> _Prompt_: Extract all records. Keep each one exact.
-*-
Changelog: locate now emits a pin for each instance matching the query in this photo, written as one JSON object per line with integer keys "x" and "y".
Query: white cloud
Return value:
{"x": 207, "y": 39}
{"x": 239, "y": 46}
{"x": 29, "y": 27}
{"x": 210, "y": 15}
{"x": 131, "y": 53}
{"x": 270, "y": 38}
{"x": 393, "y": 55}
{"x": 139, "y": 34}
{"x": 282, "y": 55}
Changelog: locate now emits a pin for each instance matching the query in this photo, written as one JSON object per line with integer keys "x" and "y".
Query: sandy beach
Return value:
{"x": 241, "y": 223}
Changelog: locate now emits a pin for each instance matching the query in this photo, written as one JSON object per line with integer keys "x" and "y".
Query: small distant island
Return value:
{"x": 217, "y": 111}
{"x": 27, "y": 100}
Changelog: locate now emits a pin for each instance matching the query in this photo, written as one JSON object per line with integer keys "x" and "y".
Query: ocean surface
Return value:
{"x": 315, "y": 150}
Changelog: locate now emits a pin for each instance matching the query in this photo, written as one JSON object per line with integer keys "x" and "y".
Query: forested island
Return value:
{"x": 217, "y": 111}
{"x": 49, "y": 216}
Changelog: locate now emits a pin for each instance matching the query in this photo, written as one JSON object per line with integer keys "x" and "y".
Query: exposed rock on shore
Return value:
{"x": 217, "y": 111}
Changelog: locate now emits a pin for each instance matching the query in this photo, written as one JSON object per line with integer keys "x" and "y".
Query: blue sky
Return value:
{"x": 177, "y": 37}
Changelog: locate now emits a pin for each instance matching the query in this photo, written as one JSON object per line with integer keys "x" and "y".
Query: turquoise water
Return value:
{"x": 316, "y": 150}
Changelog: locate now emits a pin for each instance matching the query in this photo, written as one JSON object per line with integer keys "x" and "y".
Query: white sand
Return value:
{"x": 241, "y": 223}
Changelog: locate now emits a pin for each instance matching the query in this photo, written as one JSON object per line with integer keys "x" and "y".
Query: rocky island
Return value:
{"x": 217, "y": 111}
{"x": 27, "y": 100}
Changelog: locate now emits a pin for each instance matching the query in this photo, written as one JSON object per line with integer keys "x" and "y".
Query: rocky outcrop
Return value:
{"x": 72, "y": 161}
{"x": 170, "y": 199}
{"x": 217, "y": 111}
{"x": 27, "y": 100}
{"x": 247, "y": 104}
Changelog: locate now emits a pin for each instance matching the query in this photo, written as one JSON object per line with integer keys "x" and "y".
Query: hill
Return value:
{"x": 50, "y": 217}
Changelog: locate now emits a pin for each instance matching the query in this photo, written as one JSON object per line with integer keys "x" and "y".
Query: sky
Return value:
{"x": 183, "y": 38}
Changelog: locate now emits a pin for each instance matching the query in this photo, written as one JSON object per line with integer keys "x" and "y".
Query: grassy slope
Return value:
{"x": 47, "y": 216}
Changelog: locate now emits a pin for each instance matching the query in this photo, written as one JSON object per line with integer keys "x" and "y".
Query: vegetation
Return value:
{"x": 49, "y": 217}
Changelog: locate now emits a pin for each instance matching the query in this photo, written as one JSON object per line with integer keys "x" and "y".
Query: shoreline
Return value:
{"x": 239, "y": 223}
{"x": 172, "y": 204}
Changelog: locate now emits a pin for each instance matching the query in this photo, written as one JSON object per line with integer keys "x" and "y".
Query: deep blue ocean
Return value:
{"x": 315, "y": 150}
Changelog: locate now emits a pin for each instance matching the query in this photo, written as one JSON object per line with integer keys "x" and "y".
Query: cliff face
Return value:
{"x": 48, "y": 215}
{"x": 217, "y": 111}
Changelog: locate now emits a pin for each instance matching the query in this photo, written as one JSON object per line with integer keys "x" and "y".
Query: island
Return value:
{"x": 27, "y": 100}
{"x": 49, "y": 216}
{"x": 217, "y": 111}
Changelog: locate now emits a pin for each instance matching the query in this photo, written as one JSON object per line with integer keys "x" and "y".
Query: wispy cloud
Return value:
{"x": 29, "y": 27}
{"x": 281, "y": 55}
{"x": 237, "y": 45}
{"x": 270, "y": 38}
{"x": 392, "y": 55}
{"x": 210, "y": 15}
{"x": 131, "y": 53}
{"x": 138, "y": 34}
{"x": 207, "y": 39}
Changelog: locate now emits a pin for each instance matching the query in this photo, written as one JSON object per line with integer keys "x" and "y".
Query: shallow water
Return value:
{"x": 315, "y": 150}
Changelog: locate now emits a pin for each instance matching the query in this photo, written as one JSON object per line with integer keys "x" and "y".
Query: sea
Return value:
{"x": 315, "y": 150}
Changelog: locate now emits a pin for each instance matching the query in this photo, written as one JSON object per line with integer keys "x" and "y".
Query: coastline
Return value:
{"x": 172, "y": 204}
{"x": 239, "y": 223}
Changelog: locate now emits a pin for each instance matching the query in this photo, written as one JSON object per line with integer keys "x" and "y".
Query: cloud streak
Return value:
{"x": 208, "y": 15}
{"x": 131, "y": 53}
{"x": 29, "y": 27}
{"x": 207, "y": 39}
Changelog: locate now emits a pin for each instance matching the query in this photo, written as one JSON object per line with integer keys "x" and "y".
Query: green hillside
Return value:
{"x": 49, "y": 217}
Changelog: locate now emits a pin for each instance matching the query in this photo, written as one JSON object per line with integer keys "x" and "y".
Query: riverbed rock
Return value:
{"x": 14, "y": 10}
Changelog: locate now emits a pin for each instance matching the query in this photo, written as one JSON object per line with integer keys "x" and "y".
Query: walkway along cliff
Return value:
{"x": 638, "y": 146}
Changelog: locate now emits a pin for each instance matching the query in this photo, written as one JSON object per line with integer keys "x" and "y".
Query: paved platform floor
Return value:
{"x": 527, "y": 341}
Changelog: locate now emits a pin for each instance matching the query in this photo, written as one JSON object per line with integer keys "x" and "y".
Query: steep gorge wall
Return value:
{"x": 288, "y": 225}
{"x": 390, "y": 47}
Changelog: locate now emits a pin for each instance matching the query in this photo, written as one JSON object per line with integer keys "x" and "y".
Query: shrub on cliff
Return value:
-*-
> _Task result_:
Changelog: locate now emits a pin for each instance matching the query in this photo, written as one JSON object per line with integer keys "x" and "y".
Query: white cloud
Return value:
{"x": 207, "y": 39}
{"x": 239, "y": 46}
{"x": 29, "y": 27}
{"x": 210, "y": 15}
{"x": 131, "y": 53}
{"x": 270, "y": 38}
{"x": 393, "y": 55}
{"x": 139, "y": 34}
{"x": 282, "y": 55}
Changelog: locate now emits a pin for each instance matching the query in this photo, written as one JSON object per line with integer keys "x" and "y".
Query: sandy beach
Return value:
{"x": 241, "y": 223}
Changelog: locate now emits a pin for each instance matching the query in this photo, written as one JSON object per line with integer keys "x" and "y".
Query: small distant island
Return value:
{"x": 217, "y": 111}
{"x": 27, "y": 100}
Changelog: locate now emits a pin for each instance matching the query in this photo, written as one JSON object per line with integer keys "x" and "y".
Query: ocean surface
Return value:
{"x": 315, "y": 150}
Changelog: locate now emits a pin for each instance matching the query in this photo, written as one JSON object per line with integer keys "x" and "y".
Query: forested island
Return value:
{"x": 217, "y": 111}
{"x": 49, "y": 216}
Changelog: locate now emits a pin for each instance matching the query in this photo, written as one JSON object per line with integer keys "x" and "y".
Query: exposed rock on shore
Return value:
{"x": 217, "y": 111}
Changelog: locate now emits a pin for each instance matching the query in this photo, written as one JSON object per line with integer keys "x" and "y".
Query: blue sky
Return value:
{"x": 177, "y": 37}
Changelog: locate now emits a pin for each instance matching the query in this photo, written as one JSON object per line with integer keys "x" and "y".
Query: turquoise water
Return value:
{"x": 316, "y": 150}
Changelog: locate now emits a pin for each instance matching the query in this photo, written as one JSON object per line with integer keys "x" and "y".
Query: white sand
Return value:
{"x": 241, "y": 223}
Changelog: locate now emits a pin for each instance matching the query in this photo, written as one JSON object per line with integer keys "x" and "y".
Query: rocky island
Return value:
{"x": 217, "y": 111}
{"x": 27, "y": 100}
Changelog: locate now emits a pin for each instance matching the query in this photo, written as one JSON object per line with integer keys "x" and "y".
Query: rocky outcrop
Return value:
{"x": 72, "y": 161}
{"x": 170, "y": 199}
{"x": 217, "y": 111}
{"x": 27, "y": 100}
{"x": 247, "y": 104}
Changelog: locate now emits a pin for each instance matching the query in this photo, written as one JSON object per line with integer keys "x" and "y".
Query: hill
Return value:
{"x": 50, "y": 217}
Changelog: locate now emits a pin for each instance matching the query in this photo, written as one JSON object per line with integer keys "x" and "y".
Query: sky
Return value:
{"x": 183, "y": 38}
Changelog: locate now emits a pin for each instance matching the query in this photo, written as one JSON object per line with integer keys "x" and "y".
Query: grassy slope
Return value:
{"x": 47, "y": 216}
Changelog: locate now emits a pin for each instance matching the query in this photo, written as one JSON object per line with integer keys "x" and "y".
Query: vegetation
Return value:
{"x": 49, "y": 217}
Changelog: locate now emits a pin for each instance matching the query in this photo, written as one JSON object per line with integer keys "x" and "y".
Query: shoreline
Return value:
{"x": 239, "y": 223}
{"x": 172, "y": 204}
Changelog: locate now emits a pin for each instance matching the query in this photo, written as one JSON object per line with integer keys "x" and "y".
Query: deep blue ocean
Return value:
{"x": 315, "y": 150}
Changelog: locate now emits a pin for each instance matching the query in this photo, written as one JSON object per line with integer keys "x" and "y".
Query: cliff face
Return value:
{"x": 48, "y": 215}
{"x": 217, "y": 111}
Changelog: locate now emits a pin for each instance matching the query in this photo, written as one JSON object per line with integer keys "x" and "y".
Query: island
Return value:
{"x": 27, "y": 100}
{"x": 49, "y": 216}
{"x": 217, "y": 111}
Changelog: locate now emits a pin for each instance matching the query in this photo, written as one JSON object per line with integer keys "x" and "y".
Query: wispy cloud
Return value:
{"x": 29, "y": 27}
{"x": 281, "y": 55}
{"x": 237, "y": 45}
{"x": 270, "y": 38}
{"x": 392, "y": 55}
{"x": 210, "y": 15}
{"x": 131, "y": 53}
{"x": 138, "y": 34}
{"x": 207, "y": 39}
Changelog: locate now emits a pin for each instance matching the query in this photo, written as one JSON object per line with integer keys "x" and "y".
Query: shallow water
Return value:
{"x": 315, "y": 150}
Changelog: locate now emits a pin for each instance matching the query in this photo, written as one JSON object per line with integer keys "x" and "y".
Query: sea
Return value:
{"x": 315, "y": 150}
Changelog: locate now emits a pin for each instance matching the query in this photo, written as one JSON object per line with integer keys "x" and "y".
Query: coastline
Return value:
{"x": 172, "y": 204}
{"x": 239, "y": 223}
Changelog: locate now emits a pin for each instance matching the query in this photo, written as one JSON object per line with integer keys "x" and "y".
Query: cloud streak
Return value:
{"x": 208, "y": 15}
{"x": 131, "y": 53}
{"x": 29, "y": 27}
{"x": 207, "y": 39}
Changelog: locate now emits a pin for each instance matching the query in this photo, written as one JSON object per line with integer keys "x" and "y".
Query: green hillside
Return value:
{"x": 49, "y": 217}
Changelog: locate now emits a pin for each instance matching the query in this photo, written as one JSON object per line with integer keys "x" and "y".
Query: riverbed rock
Return value:
{"x": 14, "y": 10}
Changelog: locate now emits a pin for each instance matching the query in this photo, written as one JSON object per line with integer keys "x" and "y".
Query: walkway along cliff
Return value:
{"x": 638, "y": 146}
Changelog: locate now emits a pin for each instance matching the query in this photo, written as one JSON object per line with integer keys "x" and "y".
Query: paved platform floor
Return value:
{"x": 527, "y": 341}
Changelog: locate now emits a pin for each instance matching the query in this photo, written as one JSON object per line with integer keys "x" and "y".
Query: steep gorge wall
Return value:
{"x": 288, "y": 225}
{"x": 390, "y": 47}
Changelog: locate now emits a pin for each instance matching the query in this photo, written as one JSON object per line with integer keys "x" and "y".
Query: shrub on cliff
Return value:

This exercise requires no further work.